The story reason comes first

A waking is always motivated: we need someone who can fly, and we finally have a bunk to put them in. The need is the fiction; the choice is the mechanic; the new capability is the reward. Three things the player usually pays for separately, delivered as one beat with a name attached. Write each candidate's dossier so the pick feels like meeting a person, not buying an upgrade.

Sleepers, Viable Population, and the bet

The Sleepers connect straight into the campaign life-bar (see Viable Population & MVP).

  • Asleep, they don't count. Viable Population is the awake, working, breeding number. Sleepers are a finite reserve outside it — humanity's insurance, held in reserve against the day the colony needs numbers it doesn't have.
  • Waking grows the number — and exposes the person. A Reveille moves a Sleeper into the living population: useful at last, but now mortal, now a mouth to feed, now killable by the Mara. Every waking is a small bet that the colony can keep this person alive better than the cold could.

## PROVIDED MATERIAL
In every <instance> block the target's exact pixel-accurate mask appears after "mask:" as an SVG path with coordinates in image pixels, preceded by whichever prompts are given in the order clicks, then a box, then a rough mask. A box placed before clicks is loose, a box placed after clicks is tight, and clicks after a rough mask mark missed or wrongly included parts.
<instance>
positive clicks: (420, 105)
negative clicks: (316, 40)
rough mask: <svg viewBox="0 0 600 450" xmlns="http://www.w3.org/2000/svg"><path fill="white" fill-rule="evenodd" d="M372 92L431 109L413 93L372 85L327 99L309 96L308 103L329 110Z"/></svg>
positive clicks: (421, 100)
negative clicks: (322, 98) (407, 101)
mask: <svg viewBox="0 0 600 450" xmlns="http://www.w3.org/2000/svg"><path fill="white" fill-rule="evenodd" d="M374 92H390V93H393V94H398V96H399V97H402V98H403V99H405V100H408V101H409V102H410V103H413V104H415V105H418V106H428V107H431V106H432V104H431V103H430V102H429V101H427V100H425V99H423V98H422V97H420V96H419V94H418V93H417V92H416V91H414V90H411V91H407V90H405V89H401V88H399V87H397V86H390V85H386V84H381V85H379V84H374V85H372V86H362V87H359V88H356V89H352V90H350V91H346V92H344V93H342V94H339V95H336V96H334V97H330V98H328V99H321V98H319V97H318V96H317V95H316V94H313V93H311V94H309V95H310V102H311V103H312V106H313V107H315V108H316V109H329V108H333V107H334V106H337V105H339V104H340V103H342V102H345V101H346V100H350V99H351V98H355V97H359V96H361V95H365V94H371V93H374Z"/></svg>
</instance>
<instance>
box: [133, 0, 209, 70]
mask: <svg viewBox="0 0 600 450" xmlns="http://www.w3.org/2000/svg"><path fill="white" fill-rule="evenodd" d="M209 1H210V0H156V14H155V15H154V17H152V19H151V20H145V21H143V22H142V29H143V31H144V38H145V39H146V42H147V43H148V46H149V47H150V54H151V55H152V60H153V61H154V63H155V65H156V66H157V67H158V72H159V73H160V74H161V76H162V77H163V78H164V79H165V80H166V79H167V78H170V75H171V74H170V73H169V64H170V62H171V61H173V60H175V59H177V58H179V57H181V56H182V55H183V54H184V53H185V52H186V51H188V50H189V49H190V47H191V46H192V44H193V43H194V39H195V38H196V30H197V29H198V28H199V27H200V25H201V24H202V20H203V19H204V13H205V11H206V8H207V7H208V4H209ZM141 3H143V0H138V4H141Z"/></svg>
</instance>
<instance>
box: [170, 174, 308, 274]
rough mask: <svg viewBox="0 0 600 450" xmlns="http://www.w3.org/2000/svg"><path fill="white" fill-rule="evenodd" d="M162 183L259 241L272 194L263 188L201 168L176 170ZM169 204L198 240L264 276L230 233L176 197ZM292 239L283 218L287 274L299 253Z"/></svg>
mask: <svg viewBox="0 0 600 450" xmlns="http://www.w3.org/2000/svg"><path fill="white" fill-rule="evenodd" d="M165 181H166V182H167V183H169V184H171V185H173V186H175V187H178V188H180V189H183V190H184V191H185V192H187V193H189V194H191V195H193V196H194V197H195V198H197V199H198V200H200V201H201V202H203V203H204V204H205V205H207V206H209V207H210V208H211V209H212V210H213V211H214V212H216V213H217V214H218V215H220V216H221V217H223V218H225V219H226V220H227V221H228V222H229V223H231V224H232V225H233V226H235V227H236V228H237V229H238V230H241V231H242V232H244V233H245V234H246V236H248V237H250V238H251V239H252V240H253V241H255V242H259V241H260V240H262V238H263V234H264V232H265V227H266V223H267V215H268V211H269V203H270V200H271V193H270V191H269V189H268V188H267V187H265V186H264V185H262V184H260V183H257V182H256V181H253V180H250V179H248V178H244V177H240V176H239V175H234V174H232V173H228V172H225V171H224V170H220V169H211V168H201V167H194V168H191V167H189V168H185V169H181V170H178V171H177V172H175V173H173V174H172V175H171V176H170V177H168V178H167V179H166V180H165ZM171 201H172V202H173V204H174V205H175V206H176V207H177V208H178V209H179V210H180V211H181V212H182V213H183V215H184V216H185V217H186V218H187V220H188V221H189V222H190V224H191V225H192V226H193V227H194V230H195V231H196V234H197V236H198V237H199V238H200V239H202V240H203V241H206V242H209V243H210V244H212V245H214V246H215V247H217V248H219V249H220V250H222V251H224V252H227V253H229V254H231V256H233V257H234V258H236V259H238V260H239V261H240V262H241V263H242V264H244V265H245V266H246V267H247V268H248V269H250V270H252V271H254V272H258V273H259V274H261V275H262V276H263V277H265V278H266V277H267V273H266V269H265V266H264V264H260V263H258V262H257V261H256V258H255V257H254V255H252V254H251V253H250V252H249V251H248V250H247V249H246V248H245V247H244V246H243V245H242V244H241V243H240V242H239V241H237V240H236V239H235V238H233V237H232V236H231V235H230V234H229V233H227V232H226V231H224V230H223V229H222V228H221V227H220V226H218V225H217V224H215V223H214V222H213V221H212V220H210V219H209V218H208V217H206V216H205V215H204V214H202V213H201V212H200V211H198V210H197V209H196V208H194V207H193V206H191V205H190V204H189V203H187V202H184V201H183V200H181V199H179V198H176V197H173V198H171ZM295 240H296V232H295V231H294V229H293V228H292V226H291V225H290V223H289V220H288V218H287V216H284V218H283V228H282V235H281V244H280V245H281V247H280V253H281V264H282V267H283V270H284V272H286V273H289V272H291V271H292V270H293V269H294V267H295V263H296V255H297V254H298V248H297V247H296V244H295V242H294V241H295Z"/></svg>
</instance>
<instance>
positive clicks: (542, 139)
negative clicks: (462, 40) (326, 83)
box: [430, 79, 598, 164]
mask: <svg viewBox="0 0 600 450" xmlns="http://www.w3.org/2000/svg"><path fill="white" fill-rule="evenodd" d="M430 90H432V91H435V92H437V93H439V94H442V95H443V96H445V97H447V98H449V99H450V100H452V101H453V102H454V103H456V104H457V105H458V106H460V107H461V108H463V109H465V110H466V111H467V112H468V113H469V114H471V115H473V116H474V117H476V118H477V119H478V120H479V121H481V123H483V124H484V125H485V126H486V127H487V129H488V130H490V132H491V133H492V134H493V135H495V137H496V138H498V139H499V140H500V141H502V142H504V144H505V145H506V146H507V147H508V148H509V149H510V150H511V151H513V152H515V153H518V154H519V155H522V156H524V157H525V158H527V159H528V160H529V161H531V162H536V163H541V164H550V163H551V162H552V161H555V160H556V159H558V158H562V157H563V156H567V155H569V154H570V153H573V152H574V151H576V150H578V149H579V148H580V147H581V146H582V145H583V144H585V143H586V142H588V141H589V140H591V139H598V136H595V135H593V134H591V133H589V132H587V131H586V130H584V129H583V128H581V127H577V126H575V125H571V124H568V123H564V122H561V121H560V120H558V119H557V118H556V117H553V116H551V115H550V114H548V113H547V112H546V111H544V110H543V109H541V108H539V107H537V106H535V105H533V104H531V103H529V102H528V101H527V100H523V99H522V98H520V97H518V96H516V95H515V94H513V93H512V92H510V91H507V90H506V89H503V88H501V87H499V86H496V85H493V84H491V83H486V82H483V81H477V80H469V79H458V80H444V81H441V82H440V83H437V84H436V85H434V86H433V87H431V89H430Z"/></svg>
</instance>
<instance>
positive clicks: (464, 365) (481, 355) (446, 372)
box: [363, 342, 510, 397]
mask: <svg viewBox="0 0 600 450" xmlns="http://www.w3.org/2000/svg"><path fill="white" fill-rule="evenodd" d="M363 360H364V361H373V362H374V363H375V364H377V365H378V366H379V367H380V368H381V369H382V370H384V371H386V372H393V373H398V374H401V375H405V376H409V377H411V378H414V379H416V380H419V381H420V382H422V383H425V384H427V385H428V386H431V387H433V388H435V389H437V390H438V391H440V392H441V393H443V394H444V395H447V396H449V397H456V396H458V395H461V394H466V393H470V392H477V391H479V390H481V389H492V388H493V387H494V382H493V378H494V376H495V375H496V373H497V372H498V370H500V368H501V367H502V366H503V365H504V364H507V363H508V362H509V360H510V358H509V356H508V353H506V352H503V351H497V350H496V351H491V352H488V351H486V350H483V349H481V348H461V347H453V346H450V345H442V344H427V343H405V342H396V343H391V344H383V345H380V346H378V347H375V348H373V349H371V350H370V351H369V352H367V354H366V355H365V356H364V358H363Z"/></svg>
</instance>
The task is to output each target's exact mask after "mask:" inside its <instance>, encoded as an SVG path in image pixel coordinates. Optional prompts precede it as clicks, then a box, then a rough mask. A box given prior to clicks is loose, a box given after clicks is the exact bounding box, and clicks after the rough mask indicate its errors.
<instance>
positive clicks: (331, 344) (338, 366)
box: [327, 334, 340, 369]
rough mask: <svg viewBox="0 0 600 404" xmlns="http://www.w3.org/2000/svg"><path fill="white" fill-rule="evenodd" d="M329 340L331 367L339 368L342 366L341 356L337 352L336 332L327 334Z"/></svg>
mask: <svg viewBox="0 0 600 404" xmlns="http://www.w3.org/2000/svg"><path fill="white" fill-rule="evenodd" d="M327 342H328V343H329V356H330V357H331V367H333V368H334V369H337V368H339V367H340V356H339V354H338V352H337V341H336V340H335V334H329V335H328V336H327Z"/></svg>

## WORK TASK
Pick up the text on Sleepers and waking them from its last sentence and carry it forward. These records have nothing to do with what comes next.

## RESULT BELOW
  • The reserve only shrinks. You never gain new Sleepers; the Cradle is dead and there are no reinforcements from home (see The Colony). The true end-state creeps closer from two sides at once: the Berths emptying, and the awake population bleeding toward MVP. Extinction is when the reserve is spent and the living fall below the floor.

Design note — why this belongs to the campaign, not the mission

Waking the Crew is the strategic-layer answer to the tactical raid loop: the raids feed resources up; the resources buy capacity; capacity wakes people; people expand what you can do — and every one of them is now something you can lose. It keeps the game's core inversion intact — the individual operator cannot die, but the people can — while giving the player a steady, chosen, human-faced sense of the colony coming back to life, one bunk at a time.